Saved entries:
■ ■ ■

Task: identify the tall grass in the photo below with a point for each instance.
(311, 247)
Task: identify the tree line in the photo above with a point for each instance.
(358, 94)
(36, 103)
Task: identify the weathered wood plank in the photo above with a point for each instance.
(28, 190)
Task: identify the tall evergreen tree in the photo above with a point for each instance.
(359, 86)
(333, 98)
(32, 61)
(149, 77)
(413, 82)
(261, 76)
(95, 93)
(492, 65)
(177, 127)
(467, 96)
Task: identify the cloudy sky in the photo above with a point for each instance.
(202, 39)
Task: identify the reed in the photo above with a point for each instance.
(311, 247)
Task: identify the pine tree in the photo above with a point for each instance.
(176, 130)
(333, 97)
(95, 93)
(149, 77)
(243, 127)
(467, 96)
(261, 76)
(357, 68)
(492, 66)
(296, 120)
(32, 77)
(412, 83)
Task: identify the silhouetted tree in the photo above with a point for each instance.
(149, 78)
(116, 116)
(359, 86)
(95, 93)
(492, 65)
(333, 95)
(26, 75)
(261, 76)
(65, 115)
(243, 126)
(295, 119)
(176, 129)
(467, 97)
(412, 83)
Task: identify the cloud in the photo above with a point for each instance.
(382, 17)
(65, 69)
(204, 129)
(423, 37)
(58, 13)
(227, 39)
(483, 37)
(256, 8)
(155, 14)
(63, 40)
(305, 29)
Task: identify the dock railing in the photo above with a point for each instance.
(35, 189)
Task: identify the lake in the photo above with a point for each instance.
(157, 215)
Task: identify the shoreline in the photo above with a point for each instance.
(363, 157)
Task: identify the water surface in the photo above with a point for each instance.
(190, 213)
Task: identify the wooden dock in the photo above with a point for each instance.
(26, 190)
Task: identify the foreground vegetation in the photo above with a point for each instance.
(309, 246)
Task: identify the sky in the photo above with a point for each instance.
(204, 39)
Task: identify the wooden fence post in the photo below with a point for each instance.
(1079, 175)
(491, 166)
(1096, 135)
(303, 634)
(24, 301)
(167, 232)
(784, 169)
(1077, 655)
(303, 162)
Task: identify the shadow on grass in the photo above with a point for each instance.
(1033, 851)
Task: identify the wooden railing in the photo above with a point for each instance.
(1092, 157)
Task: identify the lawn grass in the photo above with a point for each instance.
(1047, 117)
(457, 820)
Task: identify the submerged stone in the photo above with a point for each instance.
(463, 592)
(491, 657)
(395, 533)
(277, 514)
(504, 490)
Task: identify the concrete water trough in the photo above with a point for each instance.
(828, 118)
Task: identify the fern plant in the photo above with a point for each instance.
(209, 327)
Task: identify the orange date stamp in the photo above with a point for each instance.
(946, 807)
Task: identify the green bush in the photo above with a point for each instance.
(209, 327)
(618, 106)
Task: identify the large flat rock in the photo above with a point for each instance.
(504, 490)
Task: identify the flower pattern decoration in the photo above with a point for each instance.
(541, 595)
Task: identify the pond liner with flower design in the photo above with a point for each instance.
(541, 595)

■ ■ ■

The records above should be given again in full, exactly as written.

▸ **Answer space**
Task: identify the tall grass in the photo below with a point for each instance.
(311, 247)
Task: identify the tree line in the photo above with a point for each instance.
(358, 94)
(36, 103)
Task: identify the weathered wood plank in the photo above with a point for each instance.
(28, 190)
Task: identify the tall evergreen tree in the photo above with a point for each instance.
(359, 86)
(333, 98)
(32, 61)
(149, 77)
(413, 82)
(261, 76)
(95, 93)
(492, 65)
(177, 127)
(467, 96)
Task: identify the cloudy sky in the photo above with a point for each instance.
(202, 39)
Task: identify the reed in the photo above with a point for each instance.
(311, 247)
Task: identify the pine tree in the photo above with a point for each instance.
(176, 130)
(333, 97)
(95, 93)
(149, 77)
(243, 127)
(467, 96)
(261, 76)
(357, 68)
(492, 66)
(296, 120)
(32, 77)
(412, 83)
Task: identify the silhouetted tree in the photo above with a point for each instance.
(149, 78)
(116, 116)
(359, 86)
(95, 93)
(492, 65)
(333, 95)
(26, 75)
(261, 76)
(65, 115)
(243, 126)
(295, 119)
(176, 129)
(467, 97)
(412, 83)
Task: identify the cloud in the photo above with a point for each instance.
(382, 17)
(65, 69)
(204, 129)
(423, 37)
(58, 13)
(227, 39)
(483, 37)
(256, 8)
(155, 14)
(63, 40)
(305, 29)
Task: identify the dock railing in the photo above with a point for each instance.
(35, 189)
Task: identify the lake in the photo above with a point for each instance.
(157, 215)
Task: identify the shoreline in the photo above with a point for each instance.
(363, 157)
Task: identify the water surface in the photo above with a point for each instance.
(190, 213)
Task: identify the wooden dock in the photo above with a point for each instance.
(26, 190)
Task: identify the foreground vegetation in the photo above with a point for each instance.
(309, 246)
Task: identify the sky in the photo above with a point for each instance.
(204, 39)
Task: identify the wooden fence post in the photo below with a point for each instance.
(1079, 175)
(491, 166)
(1096, 135)
(303, 634)
(24, 301)
(167, 232)
(784, 169)
(1077, 655)
(303, 162)
Task: identify the shadow on grass in the photo above with a point for each instance.
(1033, 851)
Task: identify the wooden railing in the photo above with a point for each instance.
(1092, 157)
Task: identify the lawn grass in the photo above with a point for each instance.
(1047, 117)
(457, 820)
Task: identify the submerged stone in the photo above with a point for each instance.
(463, 592)
(491, 657)
(395, 533)
(277, 514)
(504, 490)
Task: identify the concrete water trough in the photo above with a point for each instance.
(828, 118)
Task: identify the fern plant in the photo above with a point for each instance.
(209, 327)
Task: identify the orange date stamp in the photo above with a point for each instance.
(946, 807)
Task: identify the green bush in the photo above with a point for each instance.
(209, 327)
(618, 106)
Task: identify the large flat rock in the photo above with a point for each instance.
(504, 490)
Task: identify the flower pattern decoration in the photo above with a point for each instance.
(541, 595)
Task: identify the pond liner with flower design in the photo above with a point for each instance.
(541, 595)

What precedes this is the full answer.